(TASK DESCRIPTION) Could you return each line below without altering a word?

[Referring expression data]
########################################

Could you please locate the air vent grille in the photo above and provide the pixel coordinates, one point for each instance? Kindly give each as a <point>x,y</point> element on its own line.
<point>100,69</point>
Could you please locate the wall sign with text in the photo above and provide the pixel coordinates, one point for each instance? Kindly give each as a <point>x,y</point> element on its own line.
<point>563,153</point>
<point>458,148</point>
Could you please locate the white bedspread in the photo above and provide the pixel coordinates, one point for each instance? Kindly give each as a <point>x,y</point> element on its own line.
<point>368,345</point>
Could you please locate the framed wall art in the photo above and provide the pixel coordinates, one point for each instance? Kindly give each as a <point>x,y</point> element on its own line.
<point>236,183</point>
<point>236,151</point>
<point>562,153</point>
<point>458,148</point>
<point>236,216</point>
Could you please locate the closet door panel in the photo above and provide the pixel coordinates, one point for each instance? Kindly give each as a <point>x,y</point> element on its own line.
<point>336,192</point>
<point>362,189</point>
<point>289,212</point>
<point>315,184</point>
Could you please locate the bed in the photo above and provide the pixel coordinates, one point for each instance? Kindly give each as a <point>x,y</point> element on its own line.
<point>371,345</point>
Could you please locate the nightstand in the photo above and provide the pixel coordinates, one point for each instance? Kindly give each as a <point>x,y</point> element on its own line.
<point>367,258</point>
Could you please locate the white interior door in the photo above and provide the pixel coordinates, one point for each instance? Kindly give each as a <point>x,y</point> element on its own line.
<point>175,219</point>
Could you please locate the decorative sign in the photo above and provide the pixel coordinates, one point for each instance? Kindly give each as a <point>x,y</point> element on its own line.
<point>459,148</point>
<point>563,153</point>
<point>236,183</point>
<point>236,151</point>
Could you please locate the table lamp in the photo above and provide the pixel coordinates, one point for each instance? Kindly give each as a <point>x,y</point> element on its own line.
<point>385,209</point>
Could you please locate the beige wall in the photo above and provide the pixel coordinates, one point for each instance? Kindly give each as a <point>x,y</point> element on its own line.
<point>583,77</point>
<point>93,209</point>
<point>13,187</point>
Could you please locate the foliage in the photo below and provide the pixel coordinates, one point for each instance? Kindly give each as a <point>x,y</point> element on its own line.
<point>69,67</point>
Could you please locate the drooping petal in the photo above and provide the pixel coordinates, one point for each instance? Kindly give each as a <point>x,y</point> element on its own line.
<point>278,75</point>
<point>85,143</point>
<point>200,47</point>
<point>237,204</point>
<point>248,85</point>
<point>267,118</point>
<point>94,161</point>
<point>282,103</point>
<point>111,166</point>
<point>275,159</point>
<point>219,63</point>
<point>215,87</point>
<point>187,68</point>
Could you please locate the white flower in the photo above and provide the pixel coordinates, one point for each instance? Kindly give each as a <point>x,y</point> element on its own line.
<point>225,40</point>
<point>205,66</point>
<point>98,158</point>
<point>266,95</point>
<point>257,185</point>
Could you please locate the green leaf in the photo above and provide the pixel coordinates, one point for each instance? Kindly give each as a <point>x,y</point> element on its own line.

########################################

(REPLY)
Could you please locate the air vent grille in the photo above and provide the pixel coordinates, one point for each instance? Kindly give each as a <point>x,y</point> element on its own line.
<point>100,69</point>
Could you please locate the wall sign with text in the photo above and provide the pixel coordinates, one point for each instance? Kindly give each as a <point>x,y</point> element on its own line.
<point>563,153</point>
<point>458,148</point>
Could you please locate the white bedspread in the photo above and provide the pixel coordinates, one point for each instance? Kindly give each as a <point>x,y</point> element on its own line.
<point>368,345</point>
Could you please locate the framed wall art in the photo above and provide the pixel coordinates, one point for each instance? Kindly give each as a <point>x,y</point> element on its own line.
<point>236,183</point>
<point>236,151</point>
<point>562,153</point>
<point>458,148</point>
<point>236,216</point>
Could you please locate the closet door panel in the photo above and provide the pixel coordinates, one point for each instance? Kindly give each as a <point>x,y</point> element on its own line.
<point>336,192</point>
<point>362,189</point>
<point>289,212</point>
<point>315,184</point>
Could you please locate the bed in the photo above and provide the pixel coordinates, one point for each instance? Kindly give each as a <point>x,y</point> element on its own line.
<point>371,345</point>
Could you please locate the nightstand in the photo above and provide the pixel coordinates, one point for each instance? Kindly give each as a <point>x,y</point> element on its own line.
<point>367,258</point>
Could you please locate the white interior door in the photo above and provide the pixel coordinates, one point for each instance? Kindly give each as a <point>x,y</point> element on its own line.
<point>175,219</point>
Could you please locate the decorative sign in the photo above and provide the pixel coordinates, one point for each instance? Kindly give each as a <point>x,y</point> element on its own line.
<point>459,148</point>
<point>563,153</point>
<point>236,183</point>
<point>236,151</point>
Could you please locate the table lamp in the photo above and provide the pixel coordinates, one point for each instance? Kindly give each as a <point>x,y</point> element on its own line.
<point>385,209</point>
Could you please locate the beige wall in the photo above and provide the pixel coordinates, one point for each instance? Kindly give each as a <point>x,y</point> element on its own line.
<point>583,77</point>
<point>93,209</point>
<point>13,187</point>
Could you please locate the foliage in the photo below and provide the pixel coordinates, one point for each instance? Kindly give each as a <point>x,y</point> element on its own line.
<point>69,67</point>
Could you please locate the drooping petal in the photo above and provide the pixel coordinates, one point for each instance? Kindly give each as a <point>x,y</point> element on its own line.
<point>278,75</point>
<point>85,143</point>
<point>200,47</point>
<point>237,204</point>
<point>248,85</point>
<point>267,118</point>
<point>94,161</point>
<point>282,103</point>
<point>111,166</point>
<point>275,159</point>
<point>219,63</point>
<point>215,87</point>
<point>187,68</point>
Could you please locate the white flower in the photo above and provide the pixel coordinates, one point for each instance? Kindly give each as a <point>x,y</point> element on its own line.
<point>225,40</point>
<point>205,66</point>
<point>98,158</point>
<point>266,95</point>
<point>257,185</point>
Could you please locate the green leaf in the photo above and provide the pixel coordinates, one point for each instance? Kindly give each as a <point>x,y</point> element on its own line.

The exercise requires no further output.